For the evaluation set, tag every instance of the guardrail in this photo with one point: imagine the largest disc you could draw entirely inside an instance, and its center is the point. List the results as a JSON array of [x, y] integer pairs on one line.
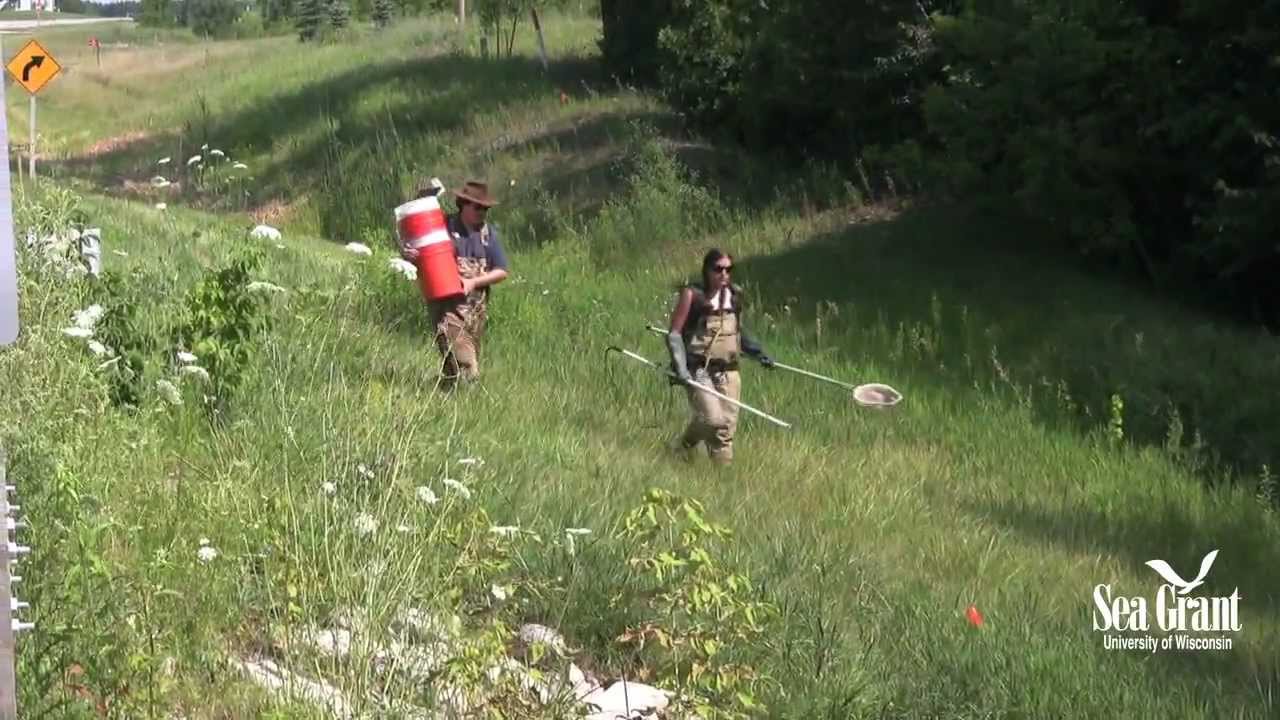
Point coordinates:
[[9, 624]]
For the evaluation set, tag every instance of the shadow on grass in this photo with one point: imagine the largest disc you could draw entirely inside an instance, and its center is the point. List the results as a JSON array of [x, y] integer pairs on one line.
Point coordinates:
[[1043, 319], [433, 96]]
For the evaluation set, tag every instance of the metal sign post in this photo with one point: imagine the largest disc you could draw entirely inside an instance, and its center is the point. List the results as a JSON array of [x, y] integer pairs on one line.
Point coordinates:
[[33, 67], [8, 253], [31, 147]]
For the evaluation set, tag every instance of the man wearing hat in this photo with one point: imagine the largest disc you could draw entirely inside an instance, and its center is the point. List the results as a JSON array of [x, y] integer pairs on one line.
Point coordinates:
[[460, 322]]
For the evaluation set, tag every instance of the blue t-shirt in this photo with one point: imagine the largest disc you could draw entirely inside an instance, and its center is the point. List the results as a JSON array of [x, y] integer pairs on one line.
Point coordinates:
[[474, 246]]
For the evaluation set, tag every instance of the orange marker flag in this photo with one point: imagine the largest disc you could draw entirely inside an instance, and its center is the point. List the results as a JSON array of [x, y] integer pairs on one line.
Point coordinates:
[[974, 616]]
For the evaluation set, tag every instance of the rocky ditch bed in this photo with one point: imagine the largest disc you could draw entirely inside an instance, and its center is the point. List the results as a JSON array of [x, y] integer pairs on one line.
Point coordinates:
[[415, 652]]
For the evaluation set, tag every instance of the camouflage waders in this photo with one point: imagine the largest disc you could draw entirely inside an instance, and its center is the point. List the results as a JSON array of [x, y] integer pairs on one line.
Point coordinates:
[[712, 347], [460, 327]]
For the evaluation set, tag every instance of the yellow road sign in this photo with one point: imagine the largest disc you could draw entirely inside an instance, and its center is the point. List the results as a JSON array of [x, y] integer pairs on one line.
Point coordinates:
[[33, 67]]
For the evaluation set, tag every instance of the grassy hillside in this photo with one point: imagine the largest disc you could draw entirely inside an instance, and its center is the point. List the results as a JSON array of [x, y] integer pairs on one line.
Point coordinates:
[[1008, 479]]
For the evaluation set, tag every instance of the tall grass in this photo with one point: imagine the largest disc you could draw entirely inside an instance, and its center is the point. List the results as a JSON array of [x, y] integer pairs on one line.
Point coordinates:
[[1004, 481]]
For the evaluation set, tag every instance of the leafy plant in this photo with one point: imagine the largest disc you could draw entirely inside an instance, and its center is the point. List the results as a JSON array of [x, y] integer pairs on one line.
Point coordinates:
[[696, 613], [223, 318]]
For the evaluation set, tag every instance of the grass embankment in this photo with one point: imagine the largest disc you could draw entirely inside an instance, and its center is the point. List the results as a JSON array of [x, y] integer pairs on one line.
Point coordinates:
[[871, 531]]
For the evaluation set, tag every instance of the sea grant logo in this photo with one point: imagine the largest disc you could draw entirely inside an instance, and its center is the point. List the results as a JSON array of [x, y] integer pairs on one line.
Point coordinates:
[[1184, 621]]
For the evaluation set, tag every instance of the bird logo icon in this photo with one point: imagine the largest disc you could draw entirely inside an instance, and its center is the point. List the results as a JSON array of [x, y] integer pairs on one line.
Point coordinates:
[[1173, 578]]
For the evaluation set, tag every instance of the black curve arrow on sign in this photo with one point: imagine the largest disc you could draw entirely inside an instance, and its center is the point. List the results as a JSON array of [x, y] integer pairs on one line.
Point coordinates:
[[35, 62]]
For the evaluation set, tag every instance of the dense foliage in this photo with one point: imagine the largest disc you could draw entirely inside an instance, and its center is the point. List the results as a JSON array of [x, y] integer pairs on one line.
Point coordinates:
[[1146, 133]]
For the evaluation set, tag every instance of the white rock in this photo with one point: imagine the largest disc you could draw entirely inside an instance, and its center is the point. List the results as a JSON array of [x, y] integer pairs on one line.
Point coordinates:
[[265, 231], [535, 633], [279, 680], [429, 628], [403, 268], [626, 700], [336, 643]]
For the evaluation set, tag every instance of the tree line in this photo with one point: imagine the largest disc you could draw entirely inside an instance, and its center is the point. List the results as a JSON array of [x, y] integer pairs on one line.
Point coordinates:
[[315, 19], [1146, 133]]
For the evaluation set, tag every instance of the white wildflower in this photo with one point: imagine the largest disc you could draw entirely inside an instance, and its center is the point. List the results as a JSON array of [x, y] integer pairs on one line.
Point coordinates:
[[195, 370], [88, 317], [169, 392], [365, 524], [461, 488], [570, 534], [403, 267], [265, 231], [259, 286]]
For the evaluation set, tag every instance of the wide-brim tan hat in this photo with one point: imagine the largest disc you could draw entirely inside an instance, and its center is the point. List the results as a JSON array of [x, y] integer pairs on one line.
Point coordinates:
[[478, 192]]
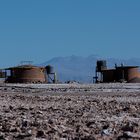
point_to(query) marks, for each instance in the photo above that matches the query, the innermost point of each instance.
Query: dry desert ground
(70, 111)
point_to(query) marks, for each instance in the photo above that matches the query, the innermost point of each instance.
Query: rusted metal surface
(27, 74)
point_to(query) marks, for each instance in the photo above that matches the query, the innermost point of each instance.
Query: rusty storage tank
(129, 74)
(26, 74)
(108, 75)
(49, 69)
(101, 65)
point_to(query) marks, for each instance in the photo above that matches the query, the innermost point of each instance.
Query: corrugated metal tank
(108, 75)
(101, 65)
(129, 73)
(27, 74)
(49, 69)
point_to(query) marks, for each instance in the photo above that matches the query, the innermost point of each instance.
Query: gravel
(69, 111)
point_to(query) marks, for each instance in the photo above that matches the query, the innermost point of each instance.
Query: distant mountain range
(82, 69)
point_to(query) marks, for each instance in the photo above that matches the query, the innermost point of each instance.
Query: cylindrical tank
(101, 65)
(27, 74)
(127, 73)
(108, 75)
(49, 69)
(132, 74)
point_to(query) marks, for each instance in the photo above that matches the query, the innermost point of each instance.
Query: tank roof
(23, 67)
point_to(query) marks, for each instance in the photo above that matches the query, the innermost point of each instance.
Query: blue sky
(38, 30)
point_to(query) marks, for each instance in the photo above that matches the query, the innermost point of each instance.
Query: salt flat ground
(70, 111)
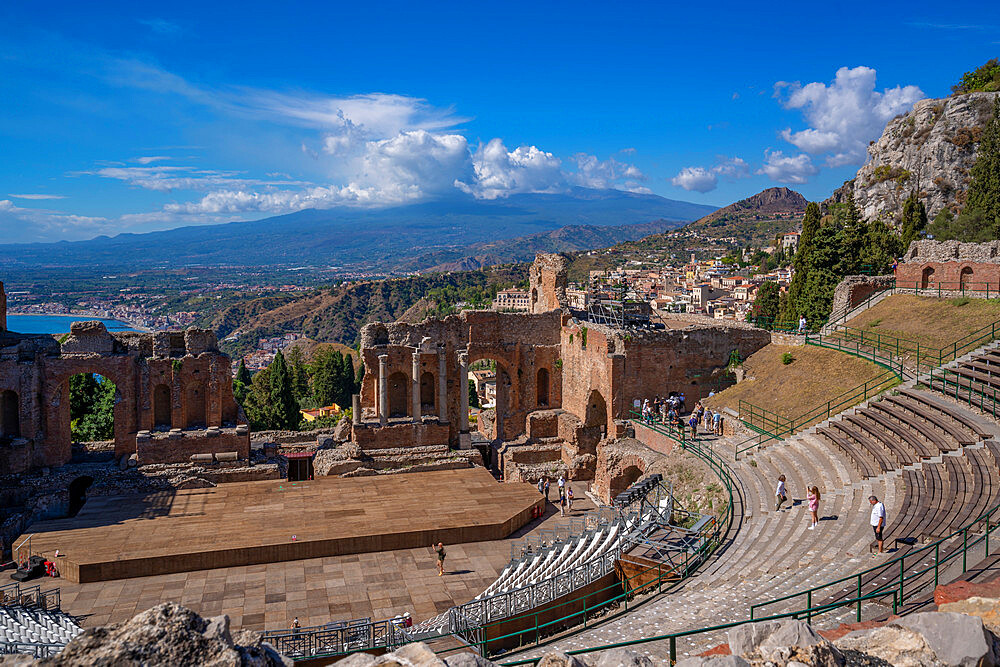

+++

- **TO DO**
Copy every row above word for word, leaving out the pictures.

- **FINISHED ANSWER**
For the evaluation set, tag every instance of the guardrail in this photo with one point: imagine the largest disc you could draw entirely inside an instance, and its center is the point. List the results as a JSON array of [x, y] integer pairs on one line.
Point coordinates:
[[9, 624]]
For the evaluation set, tag every instance of the shadow on grass in this photo with one point: imagine the largest disc you could draw entirely inside an instance, and its center is the point. List the results as a JSON array of [x, y] integer pairs on one line.
Point coordinates:
[[1043, 319], [433, 96]]
For the evaluation set, tag every instance of the metal sign post in this photo with one point: imagine the largest disc you could draw entirely inside an instance, and its center is the point. List the results as a JSON array of [x, y] integer pairs on one line.
Point coordinates:
[[33, 67], [8, 253], [31, 147]]
For the evaluation set, tag every instance of the man wearing hat in this photo with one point: imagine the largest disc you could draw entirely inside an instance, and its center is the point. List the results as a JSON array of [x, y] integer pairs on one line.
Point coordinates:
[[460, 322]]
For the evaluation set, tag every instance of the blue t-shirt in this photo with one point: imagine the largest disc you could draw entirely inside an instance, and its center is the point. List the results as a JSON array of [x, y] integer pairs on one line.
Point coordinates:
[[474, 246]]
For the evaluation set, tag every instance of the orange marker flag in this photo with one point: imagine the largest disc you could draw entirely inside an instance, and its center is the point. List the results as a JSON array of [x, y] integer pairs on one line.
Point coordinates:
[[974, 616]]
For the evaluation set, tag every instance of the rocky ditch bed in this photo with one point: imagine the largest disc you could draw entirely inside an instance, and its center is the point. List the results as a JSON array of [x, y] integer pairs on one line.
Point coordinates:
[[415, 652]]
For the evaluation set, tag every instance of the camouflage waders in this photo with one point: imagine the largest disc you could draw entirely inside an instance, and its center is the point. List the results as a JSON array of [x, y] integer pairs on one line.
Point coordinates:
[[712, 347], [460, 327]]
For the evaluation set, tag every instance of the yellow road sign in this photo with one point: imagine the largest disc you could draw entirely inside an instance, and its center is the point. List the results as a JSON array of [x, y] integer pairs on one line.
Point coordinates:
[[33, 67]]
For the evaluation set, tag every instance of the grassy hillside in this photo with one point: imagine the largest disc you could draw entirely inside an instance, and its center is the point. List the results as a JSON array of [x, y] integer pairs on one line.
Point coordinates:
[[1008, 479]]
For the evaluation set, tag every instance of the tall grass in this photo with one point: imagine the largest disc you could draw entirely inside an instance, and its center is the point. List the results as a JSON array of [x, y] integer pairs on one line.
Point coordinates:
[[1004, 481]]
For the evaluation set, tag every instance of the leafy plant in this photo with one point: imagine the largest disc you could draw entirely inside an instance, and its center is the point. List the results as a JSON array of [x, y] integer pairs on one line.
Point coordinates:
[[696, 613], [223, 318]]
For the evaluation set, tag every instance of the grass embankment in this photo with one point: imagine the largest disc you could draw entirely inside an instance, and its center is the point. List the results as a JSON array of [x, y] integer pairs on one line.
Point coordinates:
[[871, 531]]
For the evaluation set, tag every instance of the sea grant logo in this photo with one point: imagine the largest disc you could draw entirely inside an instance, and its center is the point. List the results as a JSON array of [x, y] integer pairs on one line.
Point coordinates:
[[1184, 621]]
For the evaluation set, tag every instance of the bird logo icon in this photo with one point: imagine the largest disc you could draw entirely inside an instance, and its center is the point. List the results as a JSON array of [x, y] integer pairs on one line.
Point coordinates:
[[1173, 578]]
For the evaluation set, tag every instance of the black curve arrow on sign in this photo with one point: imagine the largest disc you could draw entirely inside an instance, and its center is the point. List the results as a JSON array of [x, y] integer pairs on one line.
Point coordinates:
[[35, 62]]
For the evaluation set, tag every instance of the dense foliage in this photo with one point: imagine the largest disc you could draw entirely inside an instance, and its center is the point. List the results as a JSON array of [x, y] integer pairs on one line.
Point coordinates:
[[1146, 133]]
For the evaluation set, tag every instance of the white rock in this photo with one point: imagine the largest disc you could draw entirely inside an instance, and its center is the point. List the results as a JSON array of [x, y] integer pairs on one line.
Point coordinates:
[[265, 231], [535, 633], [279, 680], [429, 628], [403, 268], [626, 700], [336, 643]]
For the evaluation set, tag every instance of the tree line in this photo with one point: imagine the largest disc you could draw entirely inside an instance, and its center is the point. List the results as a JSON array of [x, y] integer pairs on one line.
Point coordinates:
[[315, 19], [1146, 133]]
For the evaluation set, tag every instance of the white wildflower in this photo with one point: imagine the largest disc you could draw entirely inside an instance, and its center is the point. List the results as a JSON array of [x, y] integer pairs on one line.
Point coordinates:
[[195, 370], [88, 317], [169, 392], [365, 524], [461, 488], [570, 534], [403, 267], [265, 231], [259, 286]]
For the evaluation set, tag every instance of the wide-brim tan hat in this photo with one point: imagine the largest disc you could draw entirely inside an instance, and its center is the point. List the results as a JSON array of [x, y] integer pairs on one line.
Point coordinates:
[[478, 192]]
point_to(query) marks, for each instance in the photo above that matches the query, the innermost point of each instance.
Query: dry desert ground
(70, 111)
point_to(query) marks, for each instance in the photo above that matches the query, the innermost point of each instance.
Query: rusted metal surface
(27, 74)
point_to(query) marks, for each instance in the photo above that matches the query, the innermost point of each instance.
Query: rusty storage tank
(129, 74)
(26, 74)
(108, 75)
(49, 69)
(101, 65)
point_to(query) marks, for each instance in the photo above that matches the query, the innermost point of each instance.
Query: corrugated metal tank
(108, 75)
(101, 65)
(129, 73)
(27, 74)
(49, 69)
point_to(query) marks, for each instance in the photo above that matches the query, the innermost point of each instance.
Query: gravel
(69, 111)
point_to(query) marks, for each instance in the photo above that matches the query, the innermost point of each instance.
Query: distant mountain range
(82, 69)
point_to(query) marks, for each instance in the photo above that matches the query, the innermost point of each instance.
Query: cylindrical tank
(101, 65)
(27, 74)
(127, 73)
(108, 75)
(49, 69)
(132, 74)
point_to(query) marks, for each instance in the photo above that matches the query, the innermost point of each instance.
Query: tank roof
(23, 67)
point_to(query) marks, for each instance in the photo above that matches the query, the innermost point of each instance.
Query: blue sky
(38, 30)
point_to(query) marks, for each instance in the photo above that matches the query, the innermost point of each instance.
Query: salt flat ground
(70, 111)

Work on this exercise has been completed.